§ ASSIGNMENT
Would you output the listing exactly, with every image omitted?

§ THE INPUT
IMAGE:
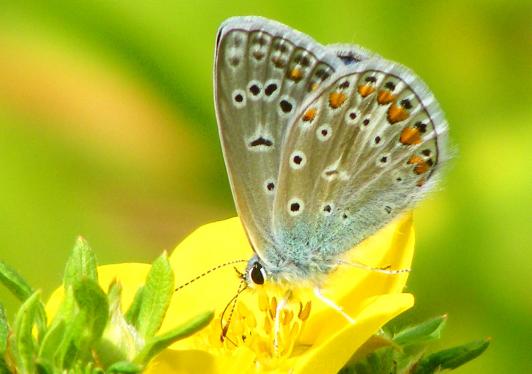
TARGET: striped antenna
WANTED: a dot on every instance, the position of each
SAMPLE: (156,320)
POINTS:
(208,272)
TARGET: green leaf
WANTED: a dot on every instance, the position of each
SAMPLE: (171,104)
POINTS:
(422,333)
(156,297)
(14,282)
(94,309)
(51,342)
(44,367)
(85,322)
(124,367)
(157,344)
(132,313)
(23,343)
(451,358)
(4,331)
(4,369)
(81,264)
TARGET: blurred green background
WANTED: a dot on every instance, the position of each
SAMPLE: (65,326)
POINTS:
(107,130)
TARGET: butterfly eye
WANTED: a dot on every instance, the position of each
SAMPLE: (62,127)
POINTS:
(257,273)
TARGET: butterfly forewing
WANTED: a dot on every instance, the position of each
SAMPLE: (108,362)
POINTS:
(374,145)
(263,72)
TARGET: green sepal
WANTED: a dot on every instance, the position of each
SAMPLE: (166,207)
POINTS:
(158,343)
(14,282)
(125,367)
(44,367)
(23,345)
(81,264)
(93,311)
(4,369)
(156,297)
(422,333)
(4,331)
(114,294)
(132,313)
(451,358)
(51,343)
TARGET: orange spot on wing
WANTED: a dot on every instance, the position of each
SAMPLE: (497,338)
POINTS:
(295,74)
(336,99)
(385,97)
(410,136)
(397,113)
(309,115)
(421,182)
(421,166)
(314,86)
(365,89)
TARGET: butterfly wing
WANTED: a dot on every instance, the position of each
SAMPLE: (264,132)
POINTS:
(374,146)
(263,71)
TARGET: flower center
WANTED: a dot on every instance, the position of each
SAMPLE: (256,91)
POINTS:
(268,321)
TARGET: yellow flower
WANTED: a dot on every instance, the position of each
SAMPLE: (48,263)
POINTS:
(319,342)
(307,335)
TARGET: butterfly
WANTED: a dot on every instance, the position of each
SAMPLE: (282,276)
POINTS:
(323,145)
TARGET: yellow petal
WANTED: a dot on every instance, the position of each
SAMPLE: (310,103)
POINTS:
(331,355)
(207,247)
(349,287)
(182,362)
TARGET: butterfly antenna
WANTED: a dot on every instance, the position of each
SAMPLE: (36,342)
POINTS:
(225,327)
(209,271)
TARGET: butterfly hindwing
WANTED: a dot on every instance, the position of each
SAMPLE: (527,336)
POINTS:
(263,72)
(375,143)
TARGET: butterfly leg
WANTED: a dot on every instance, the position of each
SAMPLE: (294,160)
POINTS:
(362,266)
(333,305)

§ REPLY
IMAGE:
TARGET: striped antenna
WANTED: a dot on every instance, the position of each
SAMPLE: (156,320)
POINTS:
(208,272)
TARGET: green leaf
WANTED: a dot on every instance, the position of each
SAMPLE: (171,104)
POINTS:
(422,333)
(156,297)
(14,282)
(94,309)
(51,342)
(44,367)
(85,322)
(124,367)
(157,344)
(132,313)
(23,343)
(451,358)
(4,331)
(4,369)
(81,264)
TARGET: blurred green background
WANTED: a dot on every instance, the position of each
SAMPLE: (65,326)
POINTS:
(107,130)
TARGET: butterfly eye
WANTED: a dot on every instance, the position of each
SAMPLE: (62,127)
POINTS:
(257,273)
TARGET: butterfly forewing
WANTED: a dot on every instance, the position of each
SAMPLE: (108,362)
POINTS:
(374,145)
(263,72)
TARGET: green sepal
WANTED: a dot on every instance, the position of each
SAMPLE: (166,207)
POINTS:
(158,343)
(14,282)
(125,367)
(44,367)
(23,345)
(81,264)
(93,311)
(4,369)
(156,297)
(422,333)
(4,331)
(114,294)
(132,313)
(451,358)
(51,343)
TARGET: orange spot on wing
WANTED: a dot on every instance, the position of each
SAMPLE: (497,338)
POINTS:
(295,74)
(336,99)
(385,97)
(410,136)
(397,113)
(309,115)
(421,182)
(421,166)
(314,86)
(365,89)
TARGET: butterfly wing
WANTED: a dot on every instance, the position of each
SAMPLE: (264,132)
POINTS:
(374,146)
(263,71)
TARGET: flower center
WANTED: a dot on every instance, the position of each
SAMPLE: (256,91)
POINTS:
(268,321)
TARGET: yellow flower
WANTED: a dot on every instance, the position of each
SAMPLE: (48,263)
POINTS:
(319,342)
(307,335)
TARGET: butterfly
WANTED: a dot on every instance, the position of each
SAMPLE: (282,276)
POINTS:
(323,145)
TARGET: yellow petal
WANTED: a dot on every instance, the position of each
SAMPLE: (310,103)
POINTS:
(331,355)
(207,247)
(349,287)
(182,362)
TARGET: butterfly antenna
WANTED: a dot on every instance, the position of each
SAMPLE: (36,342)
POINTS:
(225,327)
(209,271)
TARGET: butterfly hindwing
WANTED: a dot on every instance, the position of each
SAMPLE: (527,336)
POINTS:
(263,72)
(375,143)
TARGET: butterfly leg
WANTED: a dot on every instance, the position of each
SAMPLE: (294,160)
POINTS:
(362,266)
(333,305)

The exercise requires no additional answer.